— Start Supplied material —
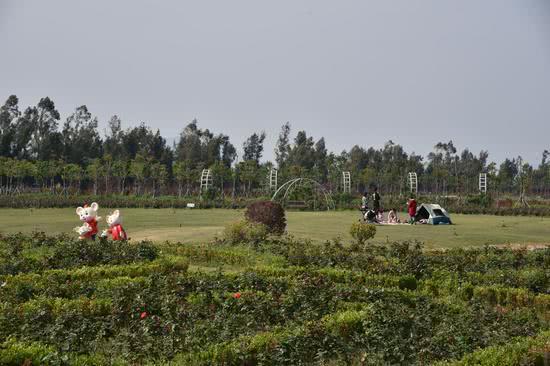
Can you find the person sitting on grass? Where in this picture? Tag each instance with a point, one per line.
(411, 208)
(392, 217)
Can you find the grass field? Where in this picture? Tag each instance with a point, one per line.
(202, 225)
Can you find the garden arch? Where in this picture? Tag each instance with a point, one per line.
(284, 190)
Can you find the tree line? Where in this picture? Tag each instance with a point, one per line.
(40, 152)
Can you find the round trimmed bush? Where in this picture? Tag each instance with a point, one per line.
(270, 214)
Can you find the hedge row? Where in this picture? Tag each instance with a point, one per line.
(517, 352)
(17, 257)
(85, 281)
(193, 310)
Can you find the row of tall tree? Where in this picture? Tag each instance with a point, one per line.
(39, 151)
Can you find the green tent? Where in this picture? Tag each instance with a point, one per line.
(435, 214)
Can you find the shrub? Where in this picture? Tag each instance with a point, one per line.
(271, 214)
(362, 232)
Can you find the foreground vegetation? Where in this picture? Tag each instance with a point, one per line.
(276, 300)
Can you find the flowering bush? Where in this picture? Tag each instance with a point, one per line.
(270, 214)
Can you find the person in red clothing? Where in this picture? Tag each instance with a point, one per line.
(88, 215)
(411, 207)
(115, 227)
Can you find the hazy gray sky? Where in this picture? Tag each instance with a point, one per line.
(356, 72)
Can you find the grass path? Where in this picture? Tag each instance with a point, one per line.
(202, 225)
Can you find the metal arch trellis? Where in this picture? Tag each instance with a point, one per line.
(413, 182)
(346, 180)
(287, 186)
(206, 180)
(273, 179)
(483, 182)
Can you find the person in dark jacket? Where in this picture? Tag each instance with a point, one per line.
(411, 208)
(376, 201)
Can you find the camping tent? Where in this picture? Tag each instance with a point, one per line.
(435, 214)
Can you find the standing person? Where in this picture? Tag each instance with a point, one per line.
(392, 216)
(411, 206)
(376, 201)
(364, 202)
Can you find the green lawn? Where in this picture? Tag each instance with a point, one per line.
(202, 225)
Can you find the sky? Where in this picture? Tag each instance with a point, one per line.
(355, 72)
— End Supplied material —
— Start Supplied material —
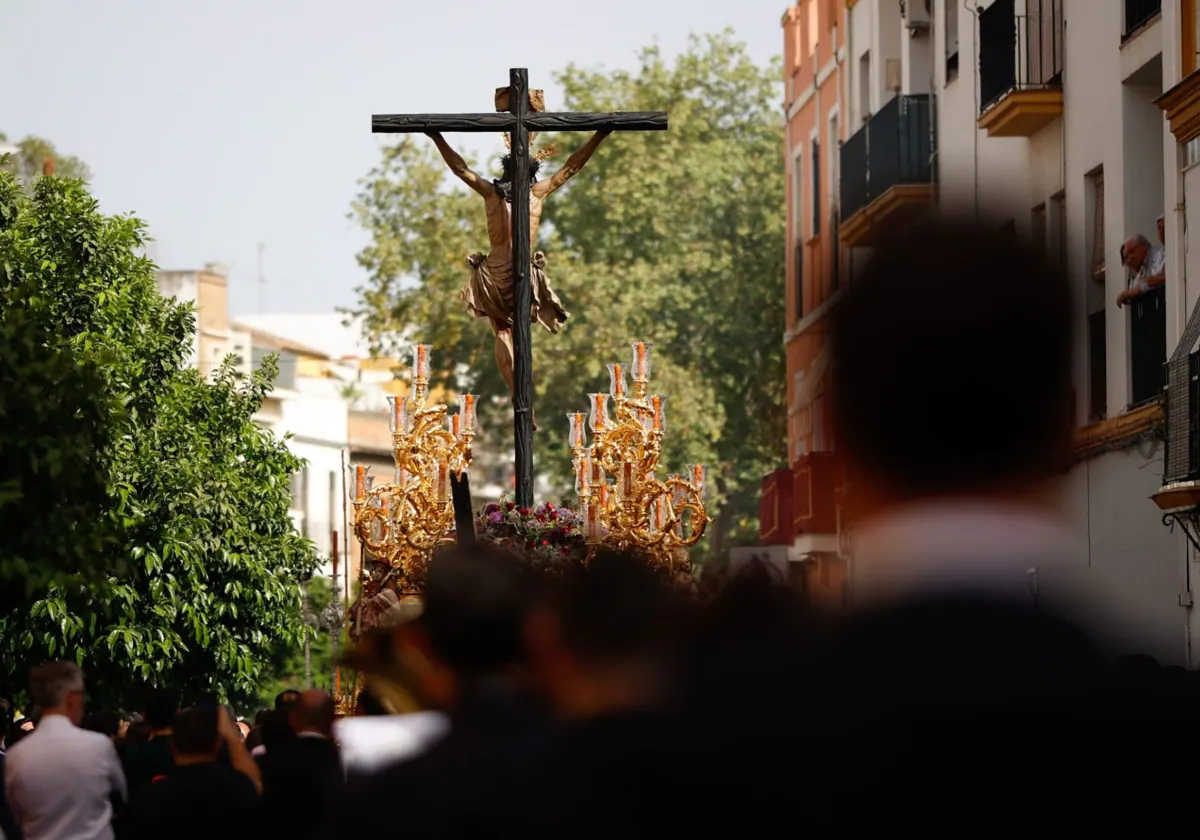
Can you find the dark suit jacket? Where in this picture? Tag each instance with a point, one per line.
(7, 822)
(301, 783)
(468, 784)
— End Supplied material —
— Start Supplied material —
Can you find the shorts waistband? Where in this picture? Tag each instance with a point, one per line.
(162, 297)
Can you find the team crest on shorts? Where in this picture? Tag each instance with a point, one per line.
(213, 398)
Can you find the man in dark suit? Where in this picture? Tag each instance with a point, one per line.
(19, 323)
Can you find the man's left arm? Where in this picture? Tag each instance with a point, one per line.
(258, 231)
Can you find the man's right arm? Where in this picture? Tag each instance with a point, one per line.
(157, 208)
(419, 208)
— End Supplied material —
Which lines in the listing above contain the string "grass"? List each of those lines in full.

Can you find the person sitting on grass? Where in this picture? Tag each instance with a point, one per line.
Can you find the grass field? Where in this picture? Tag each instance with a point, one per line.
Can you find the grass path? Where in this picture? Tag each instance with a point, one per line.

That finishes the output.